**Exercise text**
BEGIN

MGM Group
- Type: Private
- Industry: Conglomerate
- Founded: 1963
- Founder: Manuel Gnana Muthu
- Headquarters: Chennai, Tamil Nadu, India
- Area served: India, Singapore, Malaysia
- Key people: MGM. Anand MGM. Maran
- Products: Alcohol, ports, Hospitality, logistics, Amusement parks, consumer products etc.
- Revenue: ₹2,500 crore (US$260 million)
- Number of employees: more than 1000
- Website: www.mgm-hotels.com mgm-india.com

= MGM Group of Companies =

Indian diversified conglomerate

MGM Group of Companies (abbreviation M. G. Muthu Group) is a diversified conglomerate Group of Companies headquartered in Chennai, Tamil Nadu.

==History==
Manuel Gnana Muthu, the founder of the company, was born into a Christian family belonging to the Nadar caste. Without much education, Manuel Gnana Muthu began working as a coolie in the Madras docks. He went on to found the large group of companies with interests in logistics, distilleries, hospitality, theme park and trading.

==Business sectors==

===Distilleries===
MGM owns Southern Agrifurane Industries in Tamil Nadu and Kamal Wineries in Andhra Pradesh. It is a 2500 crore company producing MGM Vodka, Gold Crown and Classic Fine whisky and a dozen other Indian made foreign liquor (IMFL) brands. It has a smaller Indian market with a monthly sale of 900 lakh cases. The company has a stronger vodka market in Tamil Nadu and has expanded it to neighboring Karnataka and Andhra Pradesh. A. K. M. A. Shamsuddin is the managing director of the company who has earlier worked in Shaw Wallace.

===Logistics===
Runs a logistics company, which has grown out from owning a truck, which was one of Manuel Gnana Muthu's first business investments.

END

(Stored data)

BEGIN

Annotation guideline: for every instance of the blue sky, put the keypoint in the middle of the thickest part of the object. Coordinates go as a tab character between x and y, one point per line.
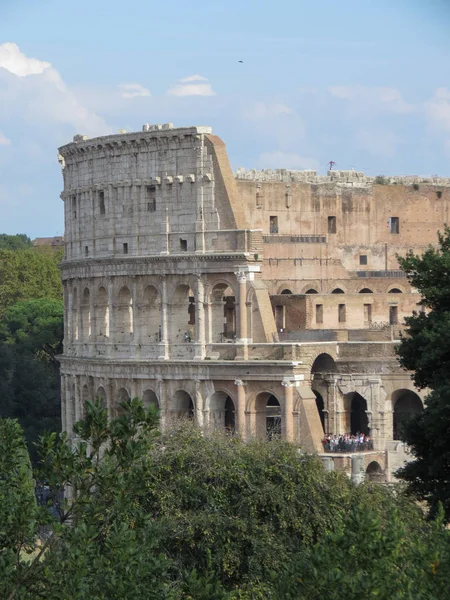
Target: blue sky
365	83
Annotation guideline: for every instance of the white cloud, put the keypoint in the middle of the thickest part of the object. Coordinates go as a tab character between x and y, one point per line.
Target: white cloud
193	78
32	90
262	110
368	99
184	88
133	90
437	110
286	160
18	64
379	142
4	141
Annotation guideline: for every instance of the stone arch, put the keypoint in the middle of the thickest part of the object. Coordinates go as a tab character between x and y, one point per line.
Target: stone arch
150	315
222	312
405	405
311	288
267	410
222	411
102	313
149	398
86	315
355	408
320	407
374	472
101	395
75	313
182	314
85	397
124	325
183	405
122	395
324	363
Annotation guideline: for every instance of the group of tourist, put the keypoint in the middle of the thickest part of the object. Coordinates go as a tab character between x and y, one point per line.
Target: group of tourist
347	442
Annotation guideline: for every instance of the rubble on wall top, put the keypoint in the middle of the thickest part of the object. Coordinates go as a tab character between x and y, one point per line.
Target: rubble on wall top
345	178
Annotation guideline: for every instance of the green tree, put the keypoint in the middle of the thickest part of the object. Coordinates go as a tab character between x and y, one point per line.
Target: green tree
31	335
27	275
425	351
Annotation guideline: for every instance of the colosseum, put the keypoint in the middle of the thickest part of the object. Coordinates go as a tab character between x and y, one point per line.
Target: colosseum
261	302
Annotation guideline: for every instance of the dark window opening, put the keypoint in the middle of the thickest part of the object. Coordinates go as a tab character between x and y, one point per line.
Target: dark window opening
273	224
331	224
319	313
367	314
101	202
394	225
151	198
393	315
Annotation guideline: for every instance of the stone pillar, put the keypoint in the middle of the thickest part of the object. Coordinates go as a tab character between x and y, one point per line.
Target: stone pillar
198	404
111	315
243	330
164	342
200	320
241	428
288	417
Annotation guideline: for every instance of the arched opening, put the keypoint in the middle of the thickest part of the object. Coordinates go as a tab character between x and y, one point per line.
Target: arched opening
102	313
86	315
356	408
406	404
149	398
374	472
223	313
324	363
222	412
268	416
182	315
122	396
75	309
101	395
183	405
320	408
125	315
149	318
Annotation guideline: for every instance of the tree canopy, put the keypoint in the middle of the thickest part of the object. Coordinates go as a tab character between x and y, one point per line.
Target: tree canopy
425	350
186	515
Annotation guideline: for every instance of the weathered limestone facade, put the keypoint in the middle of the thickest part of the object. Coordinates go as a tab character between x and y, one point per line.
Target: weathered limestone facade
258	302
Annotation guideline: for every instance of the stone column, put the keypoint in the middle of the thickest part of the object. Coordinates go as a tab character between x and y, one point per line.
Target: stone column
111	315
200	320
243	331
241	428
198	404
164	342
288	417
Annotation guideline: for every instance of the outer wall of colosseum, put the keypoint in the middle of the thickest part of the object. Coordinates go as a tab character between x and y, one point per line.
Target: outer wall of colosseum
264	303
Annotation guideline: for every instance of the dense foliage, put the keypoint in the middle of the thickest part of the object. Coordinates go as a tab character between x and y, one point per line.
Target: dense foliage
190	516
426	352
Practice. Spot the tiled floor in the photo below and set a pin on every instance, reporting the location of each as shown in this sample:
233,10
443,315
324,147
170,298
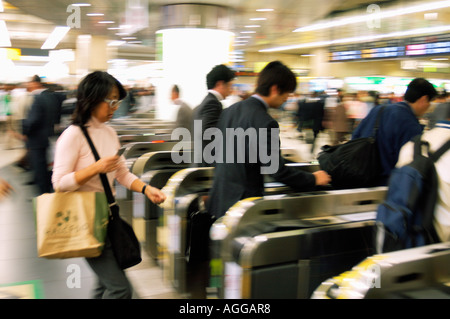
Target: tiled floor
23,274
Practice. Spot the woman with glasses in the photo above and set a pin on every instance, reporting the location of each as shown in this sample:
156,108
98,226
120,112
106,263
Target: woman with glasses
75,168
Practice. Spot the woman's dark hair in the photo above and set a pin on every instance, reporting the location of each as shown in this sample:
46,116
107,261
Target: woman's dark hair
276,73
92,90
418,88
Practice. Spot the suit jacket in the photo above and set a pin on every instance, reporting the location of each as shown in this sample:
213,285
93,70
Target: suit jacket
208,112
234,181
38,126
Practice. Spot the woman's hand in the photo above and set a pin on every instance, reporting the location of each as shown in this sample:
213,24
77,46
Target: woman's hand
154,194
5,188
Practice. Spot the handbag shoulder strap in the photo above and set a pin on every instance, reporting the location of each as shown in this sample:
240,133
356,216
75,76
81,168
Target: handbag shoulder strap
377,122
104,179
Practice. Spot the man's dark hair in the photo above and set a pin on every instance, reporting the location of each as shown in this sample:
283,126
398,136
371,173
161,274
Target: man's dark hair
276,73
92,90
219,73
418,88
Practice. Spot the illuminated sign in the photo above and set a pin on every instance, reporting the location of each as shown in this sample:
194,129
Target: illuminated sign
420,46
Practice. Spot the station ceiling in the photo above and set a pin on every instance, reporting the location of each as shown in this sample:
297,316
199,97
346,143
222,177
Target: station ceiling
29,22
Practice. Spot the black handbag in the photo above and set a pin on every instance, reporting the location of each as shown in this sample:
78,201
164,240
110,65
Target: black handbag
355,163
125,245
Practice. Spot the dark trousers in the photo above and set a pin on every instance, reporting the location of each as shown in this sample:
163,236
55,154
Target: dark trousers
112,280
39,165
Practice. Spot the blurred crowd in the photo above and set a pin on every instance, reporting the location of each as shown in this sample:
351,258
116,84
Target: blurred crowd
338,112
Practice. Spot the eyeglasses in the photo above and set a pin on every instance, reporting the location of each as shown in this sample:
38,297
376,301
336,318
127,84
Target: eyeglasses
113,103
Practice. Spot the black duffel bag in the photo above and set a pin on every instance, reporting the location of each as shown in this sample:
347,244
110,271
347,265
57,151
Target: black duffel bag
355,163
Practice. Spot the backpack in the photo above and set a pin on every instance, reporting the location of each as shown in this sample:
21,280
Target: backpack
405,218
355,163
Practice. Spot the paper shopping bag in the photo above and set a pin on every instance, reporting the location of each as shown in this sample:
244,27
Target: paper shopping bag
71,224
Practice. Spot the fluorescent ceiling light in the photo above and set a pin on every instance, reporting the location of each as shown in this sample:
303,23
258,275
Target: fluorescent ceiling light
383,14
55,37
5,40
414,32
116,43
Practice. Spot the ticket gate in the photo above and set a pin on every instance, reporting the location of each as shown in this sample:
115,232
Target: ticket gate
155,169
284,247
149,137
182,189
416,273
187,191
136,153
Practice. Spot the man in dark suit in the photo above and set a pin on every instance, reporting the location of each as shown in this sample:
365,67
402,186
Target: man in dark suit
37,128
219,84
243,175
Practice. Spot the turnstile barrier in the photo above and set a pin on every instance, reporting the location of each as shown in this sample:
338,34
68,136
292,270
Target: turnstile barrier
416,273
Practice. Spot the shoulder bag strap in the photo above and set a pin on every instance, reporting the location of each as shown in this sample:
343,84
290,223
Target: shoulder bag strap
104,179
444,148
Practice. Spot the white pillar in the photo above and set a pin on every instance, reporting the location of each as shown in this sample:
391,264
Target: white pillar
192,40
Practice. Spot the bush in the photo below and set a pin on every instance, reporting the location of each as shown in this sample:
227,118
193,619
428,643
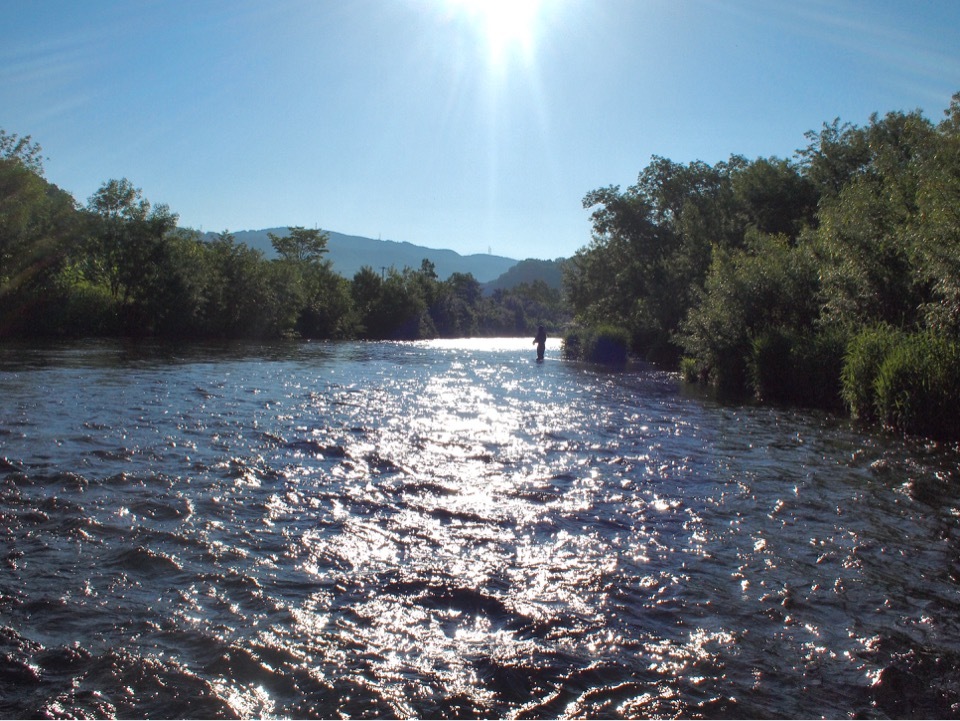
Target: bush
802,369
600,344
918,388
865,353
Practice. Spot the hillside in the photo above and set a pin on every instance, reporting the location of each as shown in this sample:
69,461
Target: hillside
529,271
349,253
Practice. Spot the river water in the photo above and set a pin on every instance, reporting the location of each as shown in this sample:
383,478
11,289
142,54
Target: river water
451,529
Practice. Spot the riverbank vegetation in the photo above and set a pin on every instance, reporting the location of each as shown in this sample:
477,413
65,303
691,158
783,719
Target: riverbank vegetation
120,266
831,279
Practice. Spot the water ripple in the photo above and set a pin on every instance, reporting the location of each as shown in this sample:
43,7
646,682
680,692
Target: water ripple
448,529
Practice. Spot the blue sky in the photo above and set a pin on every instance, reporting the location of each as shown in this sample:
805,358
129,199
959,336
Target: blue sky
473,126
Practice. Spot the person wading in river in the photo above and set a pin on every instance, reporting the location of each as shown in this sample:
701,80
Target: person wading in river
541,342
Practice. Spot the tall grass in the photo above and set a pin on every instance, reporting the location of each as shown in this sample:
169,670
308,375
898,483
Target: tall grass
597,344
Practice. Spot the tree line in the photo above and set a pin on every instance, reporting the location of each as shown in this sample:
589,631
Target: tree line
830,279
120,266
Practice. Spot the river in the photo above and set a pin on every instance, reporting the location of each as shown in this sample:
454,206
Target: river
451,529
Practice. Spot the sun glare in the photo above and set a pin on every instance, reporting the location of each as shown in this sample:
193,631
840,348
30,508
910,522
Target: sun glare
506,25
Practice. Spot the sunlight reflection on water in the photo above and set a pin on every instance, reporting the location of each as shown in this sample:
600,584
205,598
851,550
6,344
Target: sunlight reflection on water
449,528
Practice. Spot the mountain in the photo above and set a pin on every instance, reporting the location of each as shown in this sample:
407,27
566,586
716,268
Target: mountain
529,271
349,253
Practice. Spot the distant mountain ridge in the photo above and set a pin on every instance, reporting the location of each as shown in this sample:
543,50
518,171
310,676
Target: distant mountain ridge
349,253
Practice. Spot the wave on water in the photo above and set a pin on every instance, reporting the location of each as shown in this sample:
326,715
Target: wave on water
450,529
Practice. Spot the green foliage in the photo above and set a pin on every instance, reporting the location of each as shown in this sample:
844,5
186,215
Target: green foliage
597,344
795,368
302,245
768,284
865,354
918,387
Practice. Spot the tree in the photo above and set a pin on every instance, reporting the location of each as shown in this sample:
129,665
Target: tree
127,249
22,150
303,245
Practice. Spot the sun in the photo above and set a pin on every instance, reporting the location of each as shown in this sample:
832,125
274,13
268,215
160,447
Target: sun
507,26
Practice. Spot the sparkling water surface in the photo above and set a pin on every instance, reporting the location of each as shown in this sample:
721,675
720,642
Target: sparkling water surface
451,529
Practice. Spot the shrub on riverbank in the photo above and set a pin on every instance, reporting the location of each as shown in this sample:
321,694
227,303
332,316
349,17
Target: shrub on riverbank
918,387
866,353
799,368
599,344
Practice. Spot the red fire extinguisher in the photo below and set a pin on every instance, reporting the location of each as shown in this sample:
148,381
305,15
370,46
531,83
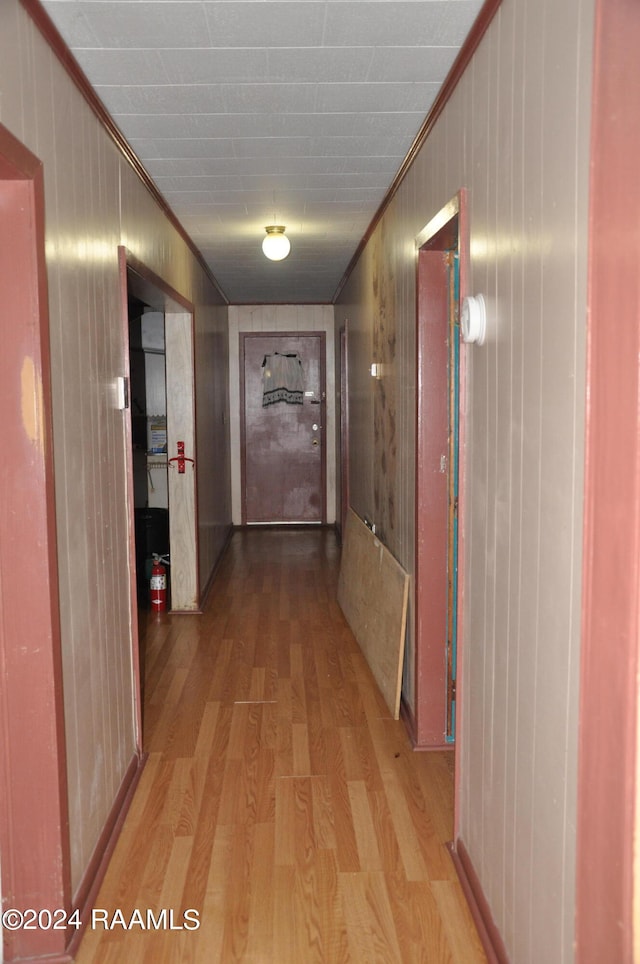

END

**Your tasks**
1 – Answer these questions from the MGM Group text:
(a) In what year was the group founded?
(b) Where did Manuel Gnana Muthu first work as a coolie?
(c) In which state is Kamal Wineries located?
2 – List every Indian state named in the MGM Group text.
3 – Carry on the MGM Group text, starting after its last sentence.
The records have nothing to do with the MGM Group text.

**Answers to the exercises**
1 –
(a) 1963
(b) In the Madras docks
(c) Andhra Pradesh

2 – Tamil Nadu, Andhra Pradesh, Karnataka

3 –
===Theme Park===
MGM Dizzee World is an amusement park located in Chennai, Tamil Nadu, India. It is located on East Coast Road. It is one of the most visited theme parks in the city. The park has log flume, giant wheel, spider spin, roller coaster, the funny mountain, dashing cars, super trooper, a water world and it also hosts special seasonal shows. MGM Selvee World is the group's other theme park located at Visakhapatnam.

===Marrybrown===
MGM is the master Indian franchisee of Malaysian fast-food chain, Marrybrown for Southern region of India, which in turn franchises its Indian operations to smaller franchisees. The first Marrybrown outlet was opened in Chennai in 1999. In year 2004, it had 12 outlets in India and has expanded to 16 in 2007, 12 in Chennai, one each in Coimbatore, Salem, Kochi and Bangalore. In 2010, MGM opened a Marrybrown outlet in Trichy. MGM is expanding the number to 100. It provides training, marketing and raw material support to the franchisees and also helps maintain quality and ambience in the fast-food outlets. Of its 16 outlets, the company owns 10 and the rest are sub-franchised.

===Hospitality===
The group has close to 50 hotels across Portugal, Spain, France, Cuba, Kenya, England, Scotland and India. MGM Muthu Hotels has seven all-inclusive beach-front hotels in Portugal and eight in Cuba.